**REQUIRED WORK**
Find and copy the lines in the records beneath this task that contain the word "waterway".

RECORDS SUPPLIED below:

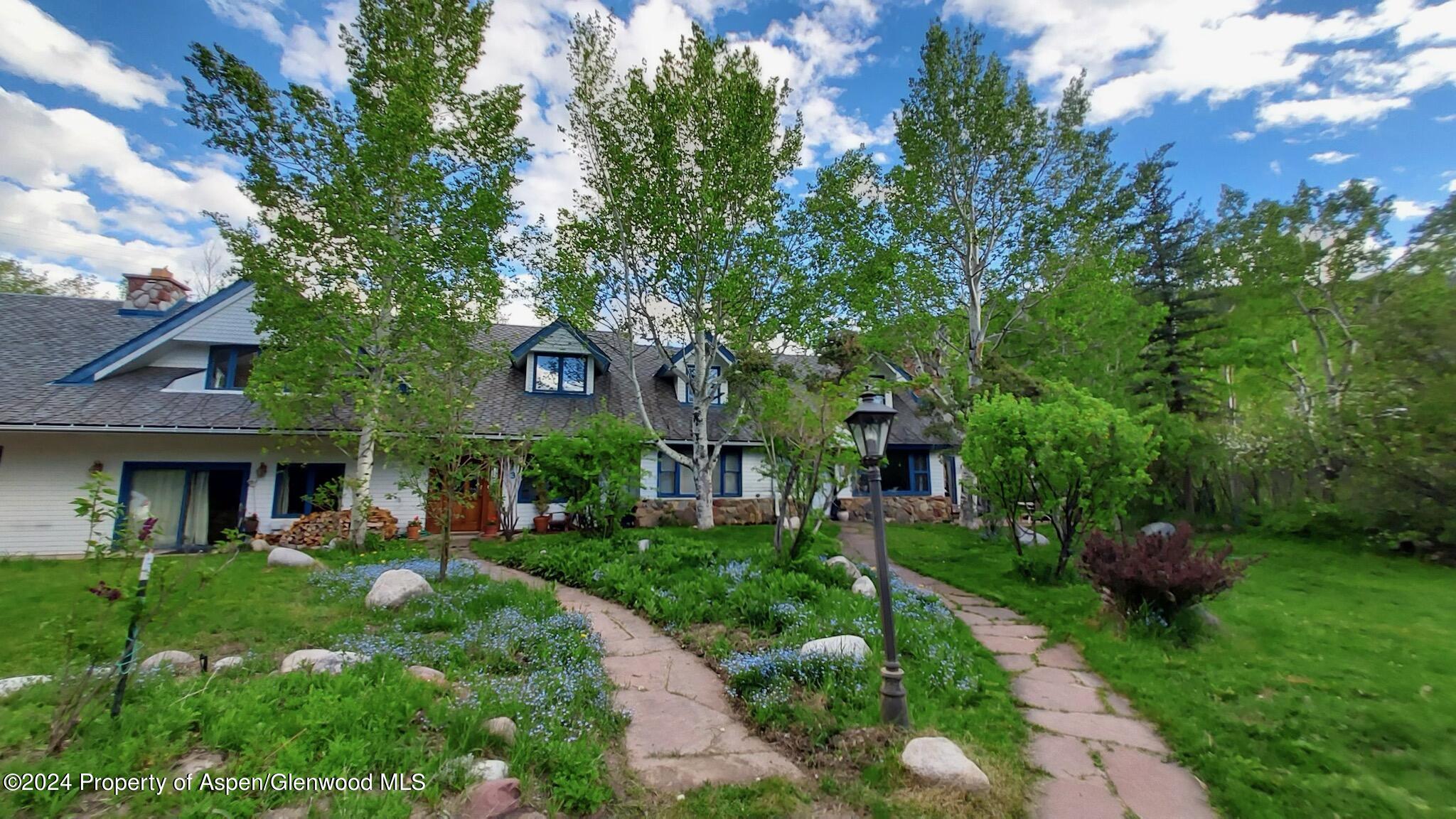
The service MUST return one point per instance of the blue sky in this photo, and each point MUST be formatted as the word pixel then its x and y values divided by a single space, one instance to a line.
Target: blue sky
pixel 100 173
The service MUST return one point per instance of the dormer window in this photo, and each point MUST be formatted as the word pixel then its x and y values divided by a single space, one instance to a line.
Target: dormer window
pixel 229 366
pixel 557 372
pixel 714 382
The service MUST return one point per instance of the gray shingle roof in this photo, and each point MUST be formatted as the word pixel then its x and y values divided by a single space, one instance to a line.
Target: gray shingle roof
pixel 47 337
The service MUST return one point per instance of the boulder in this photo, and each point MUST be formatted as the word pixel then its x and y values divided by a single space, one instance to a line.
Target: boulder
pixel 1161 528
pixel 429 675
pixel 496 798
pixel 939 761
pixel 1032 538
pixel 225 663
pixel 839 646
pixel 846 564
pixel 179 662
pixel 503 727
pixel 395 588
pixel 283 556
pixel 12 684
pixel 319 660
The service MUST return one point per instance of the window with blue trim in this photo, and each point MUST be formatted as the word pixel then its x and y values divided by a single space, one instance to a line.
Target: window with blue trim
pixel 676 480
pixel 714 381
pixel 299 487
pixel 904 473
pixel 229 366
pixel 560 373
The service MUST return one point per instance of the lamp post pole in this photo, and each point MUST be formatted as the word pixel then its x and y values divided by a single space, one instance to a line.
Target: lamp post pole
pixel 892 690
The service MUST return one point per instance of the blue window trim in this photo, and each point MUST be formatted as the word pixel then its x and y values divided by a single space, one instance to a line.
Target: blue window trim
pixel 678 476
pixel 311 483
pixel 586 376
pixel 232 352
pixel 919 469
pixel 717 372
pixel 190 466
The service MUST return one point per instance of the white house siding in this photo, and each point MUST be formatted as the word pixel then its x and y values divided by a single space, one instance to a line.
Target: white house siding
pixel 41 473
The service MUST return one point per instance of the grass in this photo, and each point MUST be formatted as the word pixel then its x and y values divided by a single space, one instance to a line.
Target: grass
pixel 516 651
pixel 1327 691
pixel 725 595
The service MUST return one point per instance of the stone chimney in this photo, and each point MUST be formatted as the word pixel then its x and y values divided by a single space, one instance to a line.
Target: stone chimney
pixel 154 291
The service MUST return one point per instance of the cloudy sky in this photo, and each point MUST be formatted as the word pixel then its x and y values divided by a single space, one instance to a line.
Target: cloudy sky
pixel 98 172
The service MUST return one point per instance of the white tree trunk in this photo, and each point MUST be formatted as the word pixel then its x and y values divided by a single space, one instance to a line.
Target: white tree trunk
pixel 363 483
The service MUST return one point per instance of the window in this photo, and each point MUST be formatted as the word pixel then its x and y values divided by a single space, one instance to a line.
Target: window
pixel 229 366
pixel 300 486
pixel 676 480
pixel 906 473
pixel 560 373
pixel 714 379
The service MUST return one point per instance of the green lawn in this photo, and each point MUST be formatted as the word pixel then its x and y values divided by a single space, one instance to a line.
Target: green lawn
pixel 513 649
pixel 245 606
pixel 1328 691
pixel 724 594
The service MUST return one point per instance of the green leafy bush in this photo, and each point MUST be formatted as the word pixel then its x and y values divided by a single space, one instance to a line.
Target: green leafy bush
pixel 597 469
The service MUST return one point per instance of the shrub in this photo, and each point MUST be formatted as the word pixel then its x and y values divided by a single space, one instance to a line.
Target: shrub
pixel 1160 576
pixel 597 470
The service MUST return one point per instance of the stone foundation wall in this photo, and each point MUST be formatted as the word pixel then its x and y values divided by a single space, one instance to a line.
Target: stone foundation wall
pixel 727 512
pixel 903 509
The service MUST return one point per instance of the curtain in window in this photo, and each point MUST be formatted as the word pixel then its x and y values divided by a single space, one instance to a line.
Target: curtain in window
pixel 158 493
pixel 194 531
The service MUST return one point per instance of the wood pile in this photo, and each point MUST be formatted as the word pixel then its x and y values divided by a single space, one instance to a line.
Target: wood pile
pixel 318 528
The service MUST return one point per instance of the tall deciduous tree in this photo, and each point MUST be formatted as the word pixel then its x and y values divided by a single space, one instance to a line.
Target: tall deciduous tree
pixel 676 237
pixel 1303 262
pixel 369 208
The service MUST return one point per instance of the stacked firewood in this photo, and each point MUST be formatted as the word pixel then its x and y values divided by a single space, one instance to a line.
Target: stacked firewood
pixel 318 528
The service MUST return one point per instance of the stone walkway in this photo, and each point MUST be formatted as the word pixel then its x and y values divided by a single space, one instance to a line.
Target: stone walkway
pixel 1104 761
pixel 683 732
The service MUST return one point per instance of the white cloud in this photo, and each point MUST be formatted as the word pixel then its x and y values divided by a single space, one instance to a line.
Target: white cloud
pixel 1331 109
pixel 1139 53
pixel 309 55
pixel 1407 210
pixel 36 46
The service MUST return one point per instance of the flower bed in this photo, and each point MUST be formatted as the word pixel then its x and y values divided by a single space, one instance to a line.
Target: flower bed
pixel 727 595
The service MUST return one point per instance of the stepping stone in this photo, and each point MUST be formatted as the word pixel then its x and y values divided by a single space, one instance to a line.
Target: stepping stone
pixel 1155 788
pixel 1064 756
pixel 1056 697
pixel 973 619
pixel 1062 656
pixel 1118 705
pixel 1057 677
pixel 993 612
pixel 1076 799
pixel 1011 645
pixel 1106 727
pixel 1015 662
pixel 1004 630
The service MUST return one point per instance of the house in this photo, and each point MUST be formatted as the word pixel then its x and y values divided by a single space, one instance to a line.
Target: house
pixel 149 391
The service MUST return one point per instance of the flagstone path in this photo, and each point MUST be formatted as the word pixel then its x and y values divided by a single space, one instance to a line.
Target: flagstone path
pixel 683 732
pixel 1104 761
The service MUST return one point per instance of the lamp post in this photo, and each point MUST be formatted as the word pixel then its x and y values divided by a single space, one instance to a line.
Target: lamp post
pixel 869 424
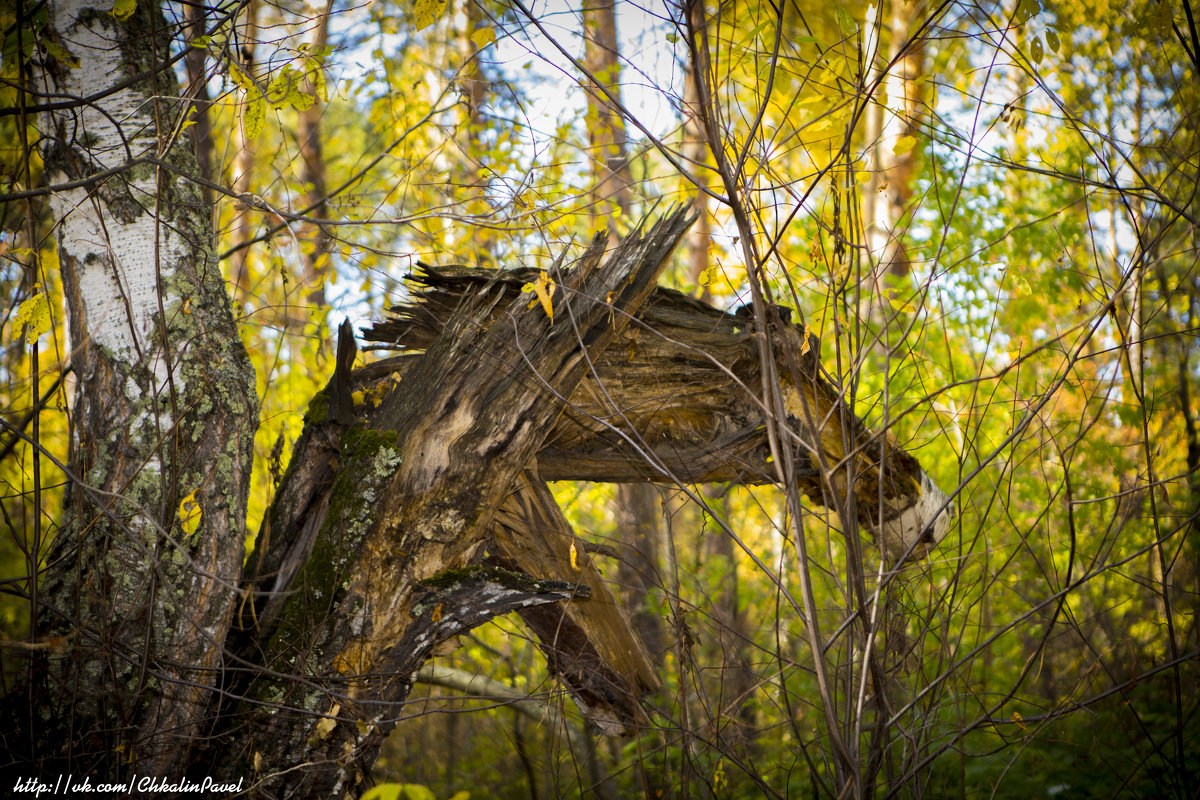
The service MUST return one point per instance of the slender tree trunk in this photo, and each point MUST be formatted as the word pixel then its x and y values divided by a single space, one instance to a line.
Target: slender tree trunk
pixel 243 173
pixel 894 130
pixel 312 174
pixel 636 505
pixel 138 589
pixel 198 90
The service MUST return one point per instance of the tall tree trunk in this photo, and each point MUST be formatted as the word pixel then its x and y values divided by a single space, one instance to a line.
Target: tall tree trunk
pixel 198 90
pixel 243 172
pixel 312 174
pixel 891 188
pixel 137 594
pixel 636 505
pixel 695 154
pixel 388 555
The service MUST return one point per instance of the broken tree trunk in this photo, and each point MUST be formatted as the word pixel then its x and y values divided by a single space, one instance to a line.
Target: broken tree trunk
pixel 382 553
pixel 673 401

End of RECORDS SUPPLIED.
RECORDS SUPPLIED below:

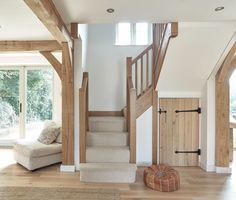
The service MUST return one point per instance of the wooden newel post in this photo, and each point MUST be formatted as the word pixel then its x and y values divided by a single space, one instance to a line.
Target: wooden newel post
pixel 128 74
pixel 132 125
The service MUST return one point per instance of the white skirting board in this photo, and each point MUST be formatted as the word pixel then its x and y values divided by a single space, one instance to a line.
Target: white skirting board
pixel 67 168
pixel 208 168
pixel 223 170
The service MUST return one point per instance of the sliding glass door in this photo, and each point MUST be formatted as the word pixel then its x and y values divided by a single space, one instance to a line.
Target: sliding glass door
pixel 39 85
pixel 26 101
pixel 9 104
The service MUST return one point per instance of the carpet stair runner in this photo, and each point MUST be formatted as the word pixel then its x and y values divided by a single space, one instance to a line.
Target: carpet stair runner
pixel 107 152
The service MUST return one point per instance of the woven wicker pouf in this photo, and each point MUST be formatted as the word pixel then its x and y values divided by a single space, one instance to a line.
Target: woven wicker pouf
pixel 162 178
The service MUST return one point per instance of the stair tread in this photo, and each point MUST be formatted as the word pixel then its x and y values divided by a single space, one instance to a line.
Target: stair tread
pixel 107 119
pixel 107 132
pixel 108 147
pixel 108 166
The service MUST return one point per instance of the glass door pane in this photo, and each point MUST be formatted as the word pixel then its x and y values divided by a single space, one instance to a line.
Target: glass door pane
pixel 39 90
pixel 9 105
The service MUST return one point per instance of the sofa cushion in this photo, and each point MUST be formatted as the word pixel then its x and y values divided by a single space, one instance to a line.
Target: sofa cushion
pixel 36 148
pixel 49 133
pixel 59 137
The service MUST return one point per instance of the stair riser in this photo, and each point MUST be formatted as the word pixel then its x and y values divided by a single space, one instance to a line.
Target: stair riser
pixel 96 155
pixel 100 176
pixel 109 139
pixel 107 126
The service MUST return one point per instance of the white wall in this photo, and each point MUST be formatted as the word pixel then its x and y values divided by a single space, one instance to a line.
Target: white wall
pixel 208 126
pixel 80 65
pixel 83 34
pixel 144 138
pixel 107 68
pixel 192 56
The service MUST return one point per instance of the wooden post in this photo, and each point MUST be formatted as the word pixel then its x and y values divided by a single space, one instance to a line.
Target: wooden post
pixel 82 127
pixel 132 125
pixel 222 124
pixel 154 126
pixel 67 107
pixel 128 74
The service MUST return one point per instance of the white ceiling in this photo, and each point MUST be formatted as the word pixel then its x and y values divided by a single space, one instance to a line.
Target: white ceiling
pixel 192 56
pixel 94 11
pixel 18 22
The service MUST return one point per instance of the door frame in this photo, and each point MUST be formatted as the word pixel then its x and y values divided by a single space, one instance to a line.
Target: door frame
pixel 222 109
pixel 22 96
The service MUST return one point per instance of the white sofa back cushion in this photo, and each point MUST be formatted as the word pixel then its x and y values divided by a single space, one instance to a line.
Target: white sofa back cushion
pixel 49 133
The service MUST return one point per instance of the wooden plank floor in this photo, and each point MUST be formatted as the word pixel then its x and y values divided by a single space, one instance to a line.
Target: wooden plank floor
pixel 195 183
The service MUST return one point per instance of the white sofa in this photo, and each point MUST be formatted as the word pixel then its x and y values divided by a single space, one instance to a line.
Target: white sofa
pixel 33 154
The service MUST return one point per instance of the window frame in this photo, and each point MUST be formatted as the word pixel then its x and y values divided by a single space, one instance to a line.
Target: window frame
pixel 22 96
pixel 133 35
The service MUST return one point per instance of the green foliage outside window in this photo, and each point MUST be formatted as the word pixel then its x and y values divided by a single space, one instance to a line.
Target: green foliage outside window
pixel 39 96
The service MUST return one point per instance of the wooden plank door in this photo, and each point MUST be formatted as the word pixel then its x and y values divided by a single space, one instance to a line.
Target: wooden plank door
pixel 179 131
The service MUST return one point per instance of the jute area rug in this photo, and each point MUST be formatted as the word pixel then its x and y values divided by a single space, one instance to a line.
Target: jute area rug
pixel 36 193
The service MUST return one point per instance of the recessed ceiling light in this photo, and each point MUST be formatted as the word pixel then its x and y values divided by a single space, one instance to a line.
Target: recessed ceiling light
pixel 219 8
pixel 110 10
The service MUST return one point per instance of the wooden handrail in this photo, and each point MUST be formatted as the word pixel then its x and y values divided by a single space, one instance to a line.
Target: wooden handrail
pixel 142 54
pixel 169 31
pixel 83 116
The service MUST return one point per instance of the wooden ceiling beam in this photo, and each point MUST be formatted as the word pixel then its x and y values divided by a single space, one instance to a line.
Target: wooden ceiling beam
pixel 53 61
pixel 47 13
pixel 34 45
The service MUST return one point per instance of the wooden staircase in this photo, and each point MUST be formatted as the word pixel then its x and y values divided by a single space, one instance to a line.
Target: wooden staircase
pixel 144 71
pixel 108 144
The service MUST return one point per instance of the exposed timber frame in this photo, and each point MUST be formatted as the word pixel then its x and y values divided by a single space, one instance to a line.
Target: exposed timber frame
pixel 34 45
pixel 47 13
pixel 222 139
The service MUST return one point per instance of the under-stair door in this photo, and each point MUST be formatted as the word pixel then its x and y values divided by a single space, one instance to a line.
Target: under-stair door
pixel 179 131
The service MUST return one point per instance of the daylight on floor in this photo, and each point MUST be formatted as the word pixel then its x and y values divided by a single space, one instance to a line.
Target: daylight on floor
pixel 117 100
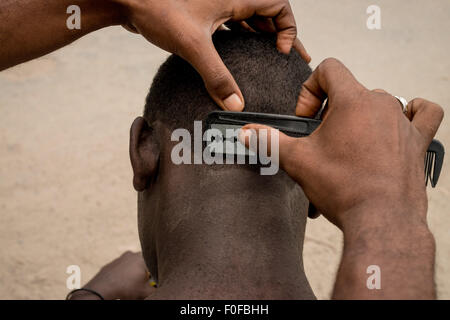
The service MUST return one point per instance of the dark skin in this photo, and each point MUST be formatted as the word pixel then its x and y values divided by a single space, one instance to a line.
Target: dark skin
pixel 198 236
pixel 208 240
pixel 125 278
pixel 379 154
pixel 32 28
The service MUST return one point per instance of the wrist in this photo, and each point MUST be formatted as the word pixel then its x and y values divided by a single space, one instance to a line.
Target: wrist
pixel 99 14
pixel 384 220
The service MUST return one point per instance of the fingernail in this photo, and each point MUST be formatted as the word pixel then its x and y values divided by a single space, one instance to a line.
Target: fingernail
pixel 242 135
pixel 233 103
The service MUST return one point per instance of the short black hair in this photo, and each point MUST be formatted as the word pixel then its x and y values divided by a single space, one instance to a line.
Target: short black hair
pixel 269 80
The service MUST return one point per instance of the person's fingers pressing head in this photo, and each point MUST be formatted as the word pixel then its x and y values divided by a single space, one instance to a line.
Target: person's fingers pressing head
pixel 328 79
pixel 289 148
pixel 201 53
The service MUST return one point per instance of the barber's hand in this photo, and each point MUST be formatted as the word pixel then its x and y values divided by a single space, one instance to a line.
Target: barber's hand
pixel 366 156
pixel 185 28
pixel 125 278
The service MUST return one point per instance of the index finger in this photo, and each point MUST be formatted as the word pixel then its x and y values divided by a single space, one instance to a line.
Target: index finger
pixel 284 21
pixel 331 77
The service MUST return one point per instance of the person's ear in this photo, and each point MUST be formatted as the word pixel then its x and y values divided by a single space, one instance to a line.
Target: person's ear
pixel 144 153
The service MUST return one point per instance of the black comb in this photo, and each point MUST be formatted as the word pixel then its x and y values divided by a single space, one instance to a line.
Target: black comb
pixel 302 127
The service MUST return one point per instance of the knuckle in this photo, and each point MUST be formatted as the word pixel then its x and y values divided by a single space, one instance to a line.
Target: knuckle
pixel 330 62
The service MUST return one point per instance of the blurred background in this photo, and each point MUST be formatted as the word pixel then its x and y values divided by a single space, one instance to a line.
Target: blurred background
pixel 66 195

End of RECORDS SUPPLIED.
RECORDS SUPPLIED below:

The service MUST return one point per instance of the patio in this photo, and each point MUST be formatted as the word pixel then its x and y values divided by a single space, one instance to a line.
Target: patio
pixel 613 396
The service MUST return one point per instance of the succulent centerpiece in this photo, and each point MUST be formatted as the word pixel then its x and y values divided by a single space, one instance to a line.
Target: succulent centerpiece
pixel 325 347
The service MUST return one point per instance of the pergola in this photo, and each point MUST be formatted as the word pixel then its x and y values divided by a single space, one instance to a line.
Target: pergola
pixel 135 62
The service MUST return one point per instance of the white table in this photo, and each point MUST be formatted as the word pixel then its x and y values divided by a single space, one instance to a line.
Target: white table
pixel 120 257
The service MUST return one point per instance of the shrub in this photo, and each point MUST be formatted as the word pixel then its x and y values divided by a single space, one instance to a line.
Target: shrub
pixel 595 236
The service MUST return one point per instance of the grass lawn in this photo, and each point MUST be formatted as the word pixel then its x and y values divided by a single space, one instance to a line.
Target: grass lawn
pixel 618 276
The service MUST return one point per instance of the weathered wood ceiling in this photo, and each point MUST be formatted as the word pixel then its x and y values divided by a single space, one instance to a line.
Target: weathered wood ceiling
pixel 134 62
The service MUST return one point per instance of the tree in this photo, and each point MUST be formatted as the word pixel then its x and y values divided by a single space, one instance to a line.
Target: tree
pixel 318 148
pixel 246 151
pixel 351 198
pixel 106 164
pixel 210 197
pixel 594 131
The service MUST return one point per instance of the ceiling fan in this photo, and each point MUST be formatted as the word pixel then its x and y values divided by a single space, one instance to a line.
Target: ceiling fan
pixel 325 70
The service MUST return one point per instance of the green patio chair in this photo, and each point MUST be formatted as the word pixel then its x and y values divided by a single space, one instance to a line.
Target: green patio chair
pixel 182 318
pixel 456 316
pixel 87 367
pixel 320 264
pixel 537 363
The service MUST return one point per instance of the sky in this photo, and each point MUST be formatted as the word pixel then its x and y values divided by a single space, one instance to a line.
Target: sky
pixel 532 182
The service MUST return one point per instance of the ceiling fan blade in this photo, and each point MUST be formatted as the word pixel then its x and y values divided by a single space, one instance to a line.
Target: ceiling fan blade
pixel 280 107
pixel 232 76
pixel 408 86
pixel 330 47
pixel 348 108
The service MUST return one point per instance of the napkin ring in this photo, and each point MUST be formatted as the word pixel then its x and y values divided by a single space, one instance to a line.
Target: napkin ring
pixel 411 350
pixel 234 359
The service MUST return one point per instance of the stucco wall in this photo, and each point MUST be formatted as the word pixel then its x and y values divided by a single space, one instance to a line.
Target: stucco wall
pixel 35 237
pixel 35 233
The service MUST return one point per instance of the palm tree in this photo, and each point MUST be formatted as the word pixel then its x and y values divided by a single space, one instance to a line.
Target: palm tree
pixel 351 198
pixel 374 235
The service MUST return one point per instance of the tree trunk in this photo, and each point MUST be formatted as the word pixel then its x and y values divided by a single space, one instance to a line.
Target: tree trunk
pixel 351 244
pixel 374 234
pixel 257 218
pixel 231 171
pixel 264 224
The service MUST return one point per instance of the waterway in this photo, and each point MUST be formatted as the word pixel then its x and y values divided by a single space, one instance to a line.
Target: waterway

End of RECORDS SUPPLIED.

**ANSWER BELOW**
The service MUST return one point per instance of the waterway in this photo, and each point MUST be formatted as the word pixel then its x and y values divided by a single space, one instance to a line.
Target: waterway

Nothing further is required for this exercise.